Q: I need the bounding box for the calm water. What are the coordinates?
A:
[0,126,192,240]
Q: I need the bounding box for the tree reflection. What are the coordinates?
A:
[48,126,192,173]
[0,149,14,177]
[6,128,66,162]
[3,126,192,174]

- _How to complete this task_
Reproduce the material verbatim, line by line.

- _Reply to the task_
Q: I need the bounding box for the calm water. What are the coordinates?
A:
[0,126,192,240]
Q: I need the bounding box for the tree reflection. What are the coordinates?
A:
[48,126,192,173]
[0,149,14,177]
[6,128,66,162]
[3,126,192,174]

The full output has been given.